EXTRACTED TEXT.
════════════════

One of the mirrors (on the QA cluster) is stuck because it is trying to write to the log device while it is suspended. There are two ways that this can happen: 1) [Most likely] The mirror log server can move around as machines come and go. If a machine incorrectly assumes control as the server and issues a disk operation while the log its suspended, it will freeze the whole cluster. This is because the log server is stuck disk waiting - no-one can contact it, and a new server can not be elected without the stuck server's vote (or fencing). 2) The top level mirror is being resumed before the lower level devices are resumed. This would cause a result similar to #1 where the server would be stuck; but it would not be the fault of the mirror log server. We have seen this issue before, but it is not the basis for this bug. You may have gotten past the original issue and stumbled back upon an old issue.
> We have seen this issue before, but it is not the basis for this bug. You may > have gotten past the original issue and stumbled back upon an old issue. I agree. I suspect this means that my clvmd fix has done its job. I'll check it in to CVS. Checking in daemons/clvmd/clvmd.c; /cvs/lvm2/LVM2/daemons/clvmd/clvmd.c,v <-- clvmd.c new revision: 1.44; previous revision: 1.43 done
This request was evaluated by Red Hat Product Management for inclusion in a Red Hat Enterprise Linux maintenance release. Product Management has requested further review of this request by Red Hat Engineering, for potential inclusion in a Red Hat Enterprise Linux Update release for currently deployed products. This request is not yet committed for inclusion in an Update release.

════════════════

AVAILABLE DATA.

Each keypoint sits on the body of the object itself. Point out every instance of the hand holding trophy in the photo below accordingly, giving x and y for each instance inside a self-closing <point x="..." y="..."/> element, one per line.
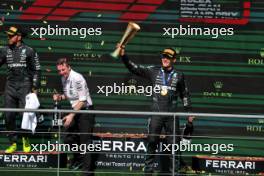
<point x="130" y="32"/>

════════════════

Copy out the whole mirror log bug thread word for word, from start to finish.

One of the mirrors (on the QA cluster) is stuck because it is trying to write to the log device while it is suspended. There are two ways that this can happen: 1) [Most likely] The mirror log server can move around as machines come and go. If a machine incorrectly assumes control as the server and issues a disk operation while the log its suspended, it will freeze the whole cluster. This is because the log server is stuck disk waiting - no-one can contact it, and a new server can not be elected without the stuck server's vote (or fencing). 2) The top level mirror is being resumed before the lower level devices are resumed. This would cause a result similar to #1 where the server would be stuck; but it would not be the fault of the mirror log server. We have seen this issue before, but it is not the basis for this bug. You may have gotten past the original issue and stumbled back upon an old issue.
> We have seen this issue before, but it is not the basis for this bug. You may > have gotten past the original issue and stumbled back upon an old issue. I agree. I suspect this means that my clvmd fix has done its job. I'll check it in to CVS. Checking in daemons/clvmd/clvmd.c; /cvs/lvm2/LVM2/daemons/clvmd/clvmd.c,v <-- clvmd.c new revision: 1.44; previous revision: 1.43 done
This request was evaluated by Red Hat Product Management for inclusion in a Red Hat Enterprise Linux maintenance release. Product Management has requested further review of this request by Red Hat Engineering, for potential inclusion in a Red Hat Enterprise Linux Update release for currently deployed products. This request is not yet committed for inclusion in an Update release.